# WOWZA!!!!!!



## bentwoody66 (Apr 3, 2017)

who would've thunk it!


----------



## bentwoody66 (Apr 3, 2017)

So did Robertriley get it????????


----------



## bentwoody66 (Apr 3, 2017)

$860 is quite a bit!!!


----------



## fordmike65 (Apr 3, 2017)

PICS!!!!!!!!!!!!!!!!!!!!!!!!!!


----------



## bentwoody66 (Apr 3, 2017)

E-bay item number
122418238116


----------



## Vintage Paintworx (Apr 3, 2017)

Yeah, that slipped away from me.


----------



## pedal_junky (Apr 3, 2017)




----------



## Vintage Paintworx (Apr 3, 2017)

@CWCMAN Did you get it?


----------



## THE STIG (Apr 3, 2017)

pedal_junky said:


> View attachment 445838




whats the rest of the bike look like


----------



## Vintage Paintworx (Apr 3, 2017)

THE STIG said:


> whats the rest of the bike look like


----------



## fordmike65 (Apr 3, 2017)

Seems like a fair price to me if indeed REAL and not a repop.


----------



## Bikermaniac (Apr 3, 2017)

Damn! that's expensive.


----------



## CWCMAN (Apr 3, 2017)

Thought I could nab it at the end with my $400 bid. The bids came in real fast after that, all in the last 12 or so seconds. 

I was on the freeway heading home as I was bidding. 

Not sure it's OG or repop though ?


----------



## Vintage Paintworx (Apr 3, 2017)

CWCMAN said:


> Thought I could nab it at the end with my $400 bid. The bids came in real fast after that, all in the last 12 or so seconds.
> 
> I was on the freeway heading home as I was bidding.
> 
> Not sure it's OG or repop though ?



Pretty sure it was NOS, if repop, it was done very well.


----------



## Vintage Paintworx (Apr 3, 2017)

So who got it????

§ Given information

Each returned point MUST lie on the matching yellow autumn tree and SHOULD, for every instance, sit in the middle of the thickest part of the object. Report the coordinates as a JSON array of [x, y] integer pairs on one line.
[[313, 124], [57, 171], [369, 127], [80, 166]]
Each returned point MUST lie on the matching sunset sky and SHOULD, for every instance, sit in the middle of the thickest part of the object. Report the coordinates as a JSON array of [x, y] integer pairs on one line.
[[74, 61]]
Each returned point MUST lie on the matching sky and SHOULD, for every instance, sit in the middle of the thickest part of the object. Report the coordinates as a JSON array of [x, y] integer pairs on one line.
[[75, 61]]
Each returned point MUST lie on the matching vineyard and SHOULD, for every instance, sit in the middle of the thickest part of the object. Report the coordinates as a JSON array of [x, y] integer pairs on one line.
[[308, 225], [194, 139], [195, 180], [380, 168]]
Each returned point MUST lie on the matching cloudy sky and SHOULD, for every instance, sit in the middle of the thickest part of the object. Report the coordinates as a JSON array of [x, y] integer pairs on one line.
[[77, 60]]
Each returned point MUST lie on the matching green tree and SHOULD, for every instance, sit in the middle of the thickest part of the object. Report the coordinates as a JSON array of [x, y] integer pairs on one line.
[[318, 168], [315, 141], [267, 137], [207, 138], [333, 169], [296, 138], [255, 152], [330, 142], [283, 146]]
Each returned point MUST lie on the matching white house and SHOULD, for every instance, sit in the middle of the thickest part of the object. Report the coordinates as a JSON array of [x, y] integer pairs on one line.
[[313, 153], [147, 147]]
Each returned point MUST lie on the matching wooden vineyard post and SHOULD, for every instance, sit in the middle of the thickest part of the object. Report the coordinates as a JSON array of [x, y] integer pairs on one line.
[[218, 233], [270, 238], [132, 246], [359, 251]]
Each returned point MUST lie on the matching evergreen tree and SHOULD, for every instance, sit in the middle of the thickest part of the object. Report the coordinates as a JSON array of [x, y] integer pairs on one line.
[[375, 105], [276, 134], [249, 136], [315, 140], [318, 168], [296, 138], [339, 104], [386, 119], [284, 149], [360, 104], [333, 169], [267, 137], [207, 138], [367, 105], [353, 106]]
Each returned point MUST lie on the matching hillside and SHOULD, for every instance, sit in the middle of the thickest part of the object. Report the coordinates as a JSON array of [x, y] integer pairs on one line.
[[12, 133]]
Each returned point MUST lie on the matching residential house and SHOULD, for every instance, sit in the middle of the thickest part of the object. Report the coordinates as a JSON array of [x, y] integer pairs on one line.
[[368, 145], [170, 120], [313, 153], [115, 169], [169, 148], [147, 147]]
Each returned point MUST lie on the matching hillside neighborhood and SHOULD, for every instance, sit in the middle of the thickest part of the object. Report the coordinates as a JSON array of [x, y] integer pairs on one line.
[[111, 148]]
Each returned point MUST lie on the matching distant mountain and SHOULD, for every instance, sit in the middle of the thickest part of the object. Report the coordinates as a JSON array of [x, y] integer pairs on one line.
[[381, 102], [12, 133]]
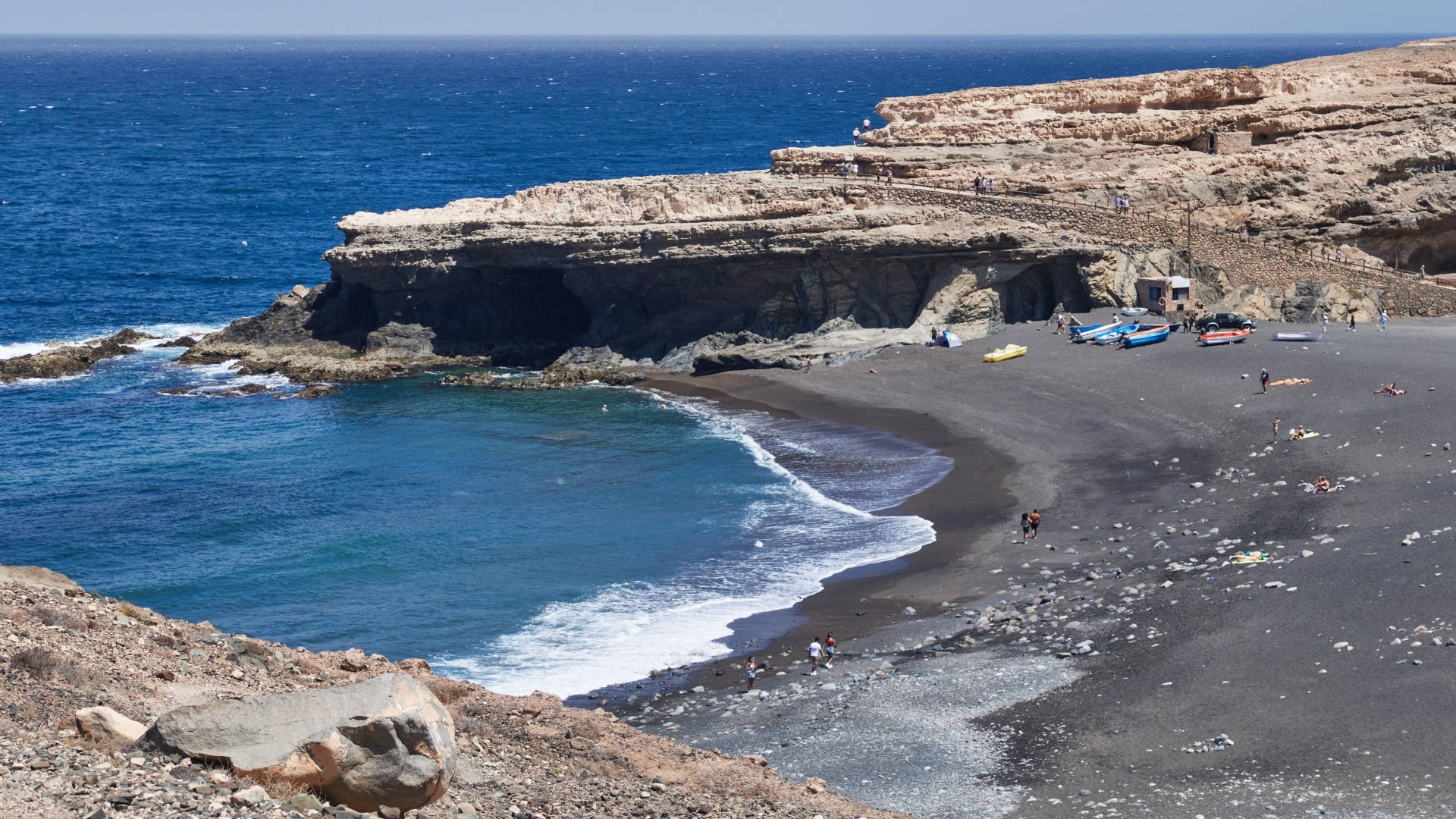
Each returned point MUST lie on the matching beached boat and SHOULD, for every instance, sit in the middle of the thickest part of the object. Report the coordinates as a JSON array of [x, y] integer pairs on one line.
[[1116, 334], [1147, 335], [1084, 333], [1009, 352], [1223, 337]]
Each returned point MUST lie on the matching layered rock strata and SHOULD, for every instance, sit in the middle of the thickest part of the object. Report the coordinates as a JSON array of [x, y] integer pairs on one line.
[[1350, 156]]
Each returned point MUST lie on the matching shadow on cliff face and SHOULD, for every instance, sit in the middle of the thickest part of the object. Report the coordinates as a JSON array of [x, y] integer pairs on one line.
[[520, 316], [1038, 290]]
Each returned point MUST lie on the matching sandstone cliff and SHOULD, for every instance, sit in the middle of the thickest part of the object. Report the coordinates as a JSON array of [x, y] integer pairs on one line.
[[76, 662], [1351, 153]]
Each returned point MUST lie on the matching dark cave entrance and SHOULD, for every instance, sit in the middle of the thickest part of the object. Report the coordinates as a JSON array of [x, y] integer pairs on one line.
[[1037, 292]]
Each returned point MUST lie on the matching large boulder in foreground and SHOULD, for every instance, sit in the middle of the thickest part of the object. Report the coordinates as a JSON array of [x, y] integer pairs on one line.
[[382, 742]]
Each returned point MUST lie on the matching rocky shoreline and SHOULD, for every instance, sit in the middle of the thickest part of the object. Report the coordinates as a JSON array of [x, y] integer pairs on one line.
[[71, 360]]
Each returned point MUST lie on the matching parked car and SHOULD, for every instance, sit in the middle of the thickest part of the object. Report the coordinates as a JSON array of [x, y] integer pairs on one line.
[[1213, 322]]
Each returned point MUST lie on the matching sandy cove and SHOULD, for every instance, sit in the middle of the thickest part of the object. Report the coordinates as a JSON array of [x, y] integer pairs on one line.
[[1123, 450]]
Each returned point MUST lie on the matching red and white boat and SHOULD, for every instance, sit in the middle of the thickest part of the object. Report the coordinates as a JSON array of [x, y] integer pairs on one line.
[[1223, 337]]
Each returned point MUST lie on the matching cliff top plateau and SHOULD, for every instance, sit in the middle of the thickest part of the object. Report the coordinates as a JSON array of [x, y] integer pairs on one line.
[[1310, 187]]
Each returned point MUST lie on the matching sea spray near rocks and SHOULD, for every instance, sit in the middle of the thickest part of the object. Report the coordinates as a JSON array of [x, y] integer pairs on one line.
[[807, 531]]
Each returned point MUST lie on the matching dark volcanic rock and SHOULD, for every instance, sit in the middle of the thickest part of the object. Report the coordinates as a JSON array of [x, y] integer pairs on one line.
[[316, 391], [579, 366], [324, 334]]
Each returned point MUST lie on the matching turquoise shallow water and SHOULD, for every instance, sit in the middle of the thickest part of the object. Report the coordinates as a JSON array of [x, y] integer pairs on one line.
[[529, 541]]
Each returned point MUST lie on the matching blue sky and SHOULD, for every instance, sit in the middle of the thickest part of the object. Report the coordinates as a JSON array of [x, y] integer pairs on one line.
[[774, 18]]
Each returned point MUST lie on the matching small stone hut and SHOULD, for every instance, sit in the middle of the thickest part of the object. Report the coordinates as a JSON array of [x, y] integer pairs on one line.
[[1168, 295]]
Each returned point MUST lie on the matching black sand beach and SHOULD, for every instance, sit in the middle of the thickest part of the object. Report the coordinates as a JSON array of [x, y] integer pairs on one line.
[[1122, 450]]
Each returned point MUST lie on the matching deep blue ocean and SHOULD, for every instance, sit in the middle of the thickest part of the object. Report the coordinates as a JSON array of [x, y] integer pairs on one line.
[[528, 541]]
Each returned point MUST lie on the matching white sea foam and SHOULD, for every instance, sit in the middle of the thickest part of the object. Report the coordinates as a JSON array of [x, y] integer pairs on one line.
[[22, 349], [165, 331], [623, 632]]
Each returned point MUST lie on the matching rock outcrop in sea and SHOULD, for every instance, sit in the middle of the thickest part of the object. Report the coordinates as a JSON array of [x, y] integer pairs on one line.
[[1337, 169]]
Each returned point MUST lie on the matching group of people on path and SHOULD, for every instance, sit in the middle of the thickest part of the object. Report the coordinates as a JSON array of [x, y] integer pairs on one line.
[[817, 651]]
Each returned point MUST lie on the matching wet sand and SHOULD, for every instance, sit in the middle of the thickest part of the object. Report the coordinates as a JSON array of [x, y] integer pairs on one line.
[[1090, 436]]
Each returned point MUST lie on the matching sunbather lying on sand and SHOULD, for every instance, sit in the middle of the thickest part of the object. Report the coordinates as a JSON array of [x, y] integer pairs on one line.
[[1323, 485]]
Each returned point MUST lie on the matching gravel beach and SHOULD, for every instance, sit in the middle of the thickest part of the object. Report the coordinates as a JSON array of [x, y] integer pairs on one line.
[[1149, 673]]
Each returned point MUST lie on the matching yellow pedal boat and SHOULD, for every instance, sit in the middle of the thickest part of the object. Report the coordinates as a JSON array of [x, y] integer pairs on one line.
[[1009, 352]]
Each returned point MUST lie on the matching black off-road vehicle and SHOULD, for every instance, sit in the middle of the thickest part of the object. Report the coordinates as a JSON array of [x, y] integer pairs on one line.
[[1213, 322]]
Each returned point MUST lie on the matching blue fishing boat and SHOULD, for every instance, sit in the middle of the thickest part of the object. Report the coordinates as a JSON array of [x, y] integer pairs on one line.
[[1085, 333], [1116, 334], [1147, 335]]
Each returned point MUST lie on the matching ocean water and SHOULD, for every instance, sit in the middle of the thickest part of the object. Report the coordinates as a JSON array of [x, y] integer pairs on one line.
[[529, 541]]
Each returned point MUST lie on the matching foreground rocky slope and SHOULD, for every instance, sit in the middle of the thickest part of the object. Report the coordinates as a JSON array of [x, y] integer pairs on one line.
[[66, 651], [1347, 155]]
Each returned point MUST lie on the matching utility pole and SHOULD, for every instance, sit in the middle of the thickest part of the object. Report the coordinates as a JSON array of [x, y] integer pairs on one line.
[[1190, 241]]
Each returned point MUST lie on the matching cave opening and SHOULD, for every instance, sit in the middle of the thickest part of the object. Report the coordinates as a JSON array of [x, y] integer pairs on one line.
[[1037, 292]]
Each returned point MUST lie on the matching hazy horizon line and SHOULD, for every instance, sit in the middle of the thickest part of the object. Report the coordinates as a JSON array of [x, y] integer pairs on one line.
[[721, 36]]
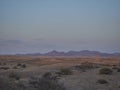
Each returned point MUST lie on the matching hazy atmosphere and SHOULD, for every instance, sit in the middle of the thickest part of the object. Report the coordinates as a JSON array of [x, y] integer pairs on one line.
[[28, 26]]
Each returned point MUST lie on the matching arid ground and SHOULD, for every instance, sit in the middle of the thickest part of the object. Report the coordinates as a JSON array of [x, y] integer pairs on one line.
[[72, 73]]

§ Exercises
[A] Answer these from the auction thread:
(i) What dollar amount does bentwoody66 call "quite a bit"?
(ii) How much did CWCMAN bid?
(iii) What is Vintage Paintworx pretty sure the item was?
[B] Please write the next few posts of the auction thread, picking up after its last post.
The data aren't needed for this work.

§ Final answers
[A]
(i) $860
(ii) $400
(iii) NOS (and if it was a repop, it was done very well)

[B]
----------



## CWCMAN (Apr 3, 2017)

I'm thinking repop. NOS and missing the rest of it?

Ive seen an old repop and it's real nice.


----------



## Vintage Paintworx (Apr 3, 2017)

CWCMAN said:


> I'm thinking repop. NOS and missing the rest of it?
> 
> Ive seen an old repop and it's real nice.



Cool, hopefully I can find one of them.


----------



## CWCMAN (Apr 3, 2017)

I'm on the hunt myself


----------



## Joe Buffardi (Apr 4, 2017)

I made a core for this stem so you wont have to drill out the stem after it has been casted in brass. Jim supplied the pattern. Now just need to do it. But there isnt enough hours in my day. Maybe next year.


----------



## scrubbinrims (Apr 4, 2017)

CWCMAN said:


> I'm thinking repop. NOS and missing the rest of it?
> 
> Ive seen an old repop and it's real nice.



That's my opinion as well,,,the odds of getting struck by lightning are greater that finding this stem NOS considering what it was used for.
It doesn't make sense.
Chris


----------



## fordmike65 (Apr 4, 2017)

Vintage Paintworx said:


> Pretty sure it was NOS, if repop, it was done very well.






CWCMAN said:


> I'm thinking repop. NOS and missing the rest of it?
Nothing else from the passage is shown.